DOCUMENT TEXT:
**********
While an Arby’s Junior dissolves with curly fries in my stomach, topped with a Reese’s bunny-shaped peanut butter flavoured bar, NASCAR drivers prepare for their usual weekend gig and Brazil nuts grow in the jungle.
A friend asked me why we no longer debate the [de]merits of having a chief executive in the White House with no military experience.
Good question.
We spend many a minute examining the minutiae of business experiences of major political candidates, including the incumbent, but we fail to notice their lack of actual, on-the-ground, basic-training, in-the-bunker or sweating-in-the-field-tent combat training.
Because I live in a town that generates a lot of local tax revenue from government-based military operations, my perspective might be different from that of a city dweller where large chunks of the economy come from the financial sector, tourism, creative arts or academia.
Sometimes, I get so wrapped up in the dual-use aspect of government spinoffs, including rocket technology and outer space life support systems, that I forget other industries prop up our modern standards of living, too.
What about the global economy in general? It would be easy for me to get lost in reports about our hyperconnected world but I’m interested in more than that, as you know.
The global military budget is about 2% of world economic production. Now, ask yourself, do you spend more or less than two percent of your household budget (post-tax take home pay, that is) to protect yourself, your loved ones and your possessions from the desire by others to possess what you have?
Think about these examples: the locks on your doors and windows; home security system; computer antivirus software; gates, fences and other property barriers; insecticides and herbicides; curtains/drapes; wall/ceiling/floor insulation; enclosed heating/cooling system; paper shredder; file cabinet/safe; personal weaponry (guns, knives, etc.); apartment/flat doorman.
**********
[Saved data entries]
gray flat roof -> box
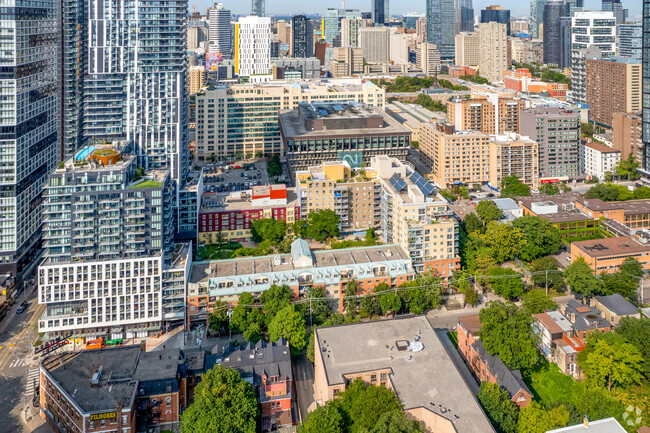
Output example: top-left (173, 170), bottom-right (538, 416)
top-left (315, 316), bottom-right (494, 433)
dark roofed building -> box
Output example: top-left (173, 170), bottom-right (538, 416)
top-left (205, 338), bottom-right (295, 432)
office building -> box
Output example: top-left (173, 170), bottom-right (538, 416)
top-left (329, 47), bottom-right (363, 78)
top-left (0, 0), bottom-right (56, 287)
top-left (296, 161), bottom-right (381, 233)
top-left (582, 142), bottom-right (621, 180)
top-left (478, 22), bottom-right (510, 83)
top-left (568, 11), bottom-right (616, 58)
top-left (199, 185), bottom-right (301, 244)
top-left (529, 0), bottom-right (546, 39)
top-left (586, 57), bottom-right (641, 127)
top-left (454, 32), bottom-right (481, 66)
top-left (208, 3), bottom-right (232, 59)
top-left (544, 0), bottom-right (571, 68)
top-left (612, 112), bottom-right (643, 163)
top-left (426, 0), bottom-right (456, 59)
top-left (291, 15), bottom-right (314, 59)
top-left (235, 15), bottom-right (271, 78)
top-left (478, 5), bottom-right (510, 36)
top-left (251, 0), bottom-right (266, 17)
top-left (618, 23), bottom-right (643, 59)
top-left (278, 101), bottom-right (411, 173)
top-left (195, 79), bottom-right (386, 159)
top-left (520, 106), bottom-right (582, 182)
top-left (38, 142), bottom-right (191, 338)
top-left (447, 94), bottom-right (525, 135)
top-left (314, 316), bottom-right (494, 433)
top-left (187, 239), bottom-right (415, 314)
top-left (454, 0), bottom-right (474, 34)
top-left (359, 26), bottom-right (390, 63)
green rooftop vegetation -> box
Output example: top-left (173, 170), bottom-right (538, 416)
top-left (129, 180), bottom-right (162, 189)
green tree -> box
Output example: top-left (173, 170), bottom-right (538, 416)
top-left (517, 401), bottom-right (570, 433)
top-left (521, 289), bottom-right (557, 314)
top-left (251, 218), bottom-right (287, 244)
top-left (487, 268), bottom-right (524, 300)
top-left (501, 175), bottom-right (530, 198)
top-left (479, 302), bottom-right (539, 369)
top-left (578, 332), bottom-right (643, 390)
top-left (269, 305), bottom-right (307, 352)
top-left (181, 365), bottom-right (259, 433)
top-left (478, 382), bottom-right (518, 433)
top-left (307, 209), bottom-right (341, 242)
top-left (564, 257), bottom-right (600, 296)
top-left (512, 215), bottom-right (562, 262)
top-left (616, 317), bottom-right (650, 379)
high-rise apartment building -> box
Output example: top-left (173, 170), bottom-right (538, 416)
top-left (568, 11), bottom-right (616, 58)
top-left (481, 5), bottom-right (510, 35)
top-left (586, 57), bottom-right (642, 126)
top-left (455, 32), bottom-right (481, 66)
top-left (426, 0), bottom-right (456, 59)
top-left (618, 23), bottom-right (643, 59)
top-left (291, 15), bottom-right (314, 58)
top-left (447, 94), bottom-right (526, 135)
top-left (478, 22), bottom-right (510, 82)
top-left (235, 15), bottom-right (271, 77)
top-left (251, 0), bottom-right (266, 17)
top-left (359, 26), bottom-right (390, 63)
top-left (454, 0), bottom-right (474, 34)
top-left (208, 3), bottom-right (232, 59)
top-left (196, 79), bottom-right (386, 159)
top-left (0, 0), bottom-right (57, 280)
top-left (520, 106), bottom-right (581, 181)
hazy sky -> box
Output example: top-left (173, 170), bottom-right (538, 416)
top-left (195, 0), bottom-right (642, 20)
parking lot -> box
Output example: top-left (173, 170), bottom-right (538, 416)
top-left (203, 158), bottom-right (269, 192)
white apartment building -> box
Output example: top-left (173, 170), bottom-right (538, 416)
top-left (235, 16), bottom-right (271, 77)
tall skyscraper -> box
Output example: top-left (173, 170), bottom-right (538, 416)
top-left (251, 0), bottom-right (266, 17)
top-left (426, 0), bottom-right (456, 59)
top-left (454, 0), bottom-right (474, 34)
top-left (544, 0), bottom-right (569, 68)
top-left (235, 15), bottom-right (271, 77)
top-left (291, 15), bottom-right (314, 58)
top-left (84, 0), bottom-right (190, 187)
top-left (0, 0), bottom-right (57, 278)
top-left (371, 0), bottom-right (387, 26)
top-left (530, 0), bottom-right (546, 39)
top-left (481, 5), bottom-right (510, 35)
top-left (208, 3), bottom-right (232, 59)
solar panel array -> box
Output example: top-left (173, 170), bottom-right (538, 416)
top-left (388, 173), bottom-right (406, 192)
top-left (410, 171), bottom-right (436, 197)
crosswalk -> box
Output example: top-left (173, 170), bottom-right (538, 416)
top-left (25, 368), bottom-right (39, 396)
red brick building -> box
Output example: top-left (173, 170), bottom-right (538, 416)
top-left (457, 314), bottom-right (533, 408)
**********
ACTIVITY 1:
Using the essay on military spending, decide whether each statement agrees with it, answering yes or no and quoting the deciding words: (a) The global military budget is about 2% of world economic production. (b) The writer's town gets much of its local tax revenue from the financial sector. (c) The list of household examples includes a paper shredder.
ACTIVITY 2:
Carry on the essay on military spending from the end of its list of household protection examples.

WRITTEN ANSWER 1:
(a) Yes: "The global military budget is about 2% of world economic production."
(b) No: "I live in a town that generates a lot of local tax revenue from government-based military operations"
(c) Yes: "paper shredder"

WRITTEN ANSWER 2:
What about the knowledge that your neighbours having some of the things above, that you don’t, acts as an implied deterrent for you?
Today, my family received the great news that my father, who served in the U.S. Army, and was recently diagnosed with ALS bulbar option, will be able to spend time in a temporary skilled nursing facility at the nearby VA medical center to aid in his rehab and preparation for longterm care.
History says we are involved in fewer and smaller wars as the years progress in this current cycle of globally-connected subcultures (a/k/a the one-world civilisation/order).
Despite our growing civility toward one another, old thought patterns prevail, meaning there is still a need for protective services of one sort or another and, in the longterm, medical care for those who served and sacrificed their time, effort and lives for the rest of us, whether or not we served and/or paid for protective services ourselves.
Our family thanks many who helped my father regain his physical strength and helped us work through the paperwork to secure a place for my father’s continued medical journey — IPC (Heather, Carmen, Anna), HealthSouth Rehab Hospital (Jennifer, Ethan, Amy, Amanda and many others), and VAMC (Heidi, PJ, and more).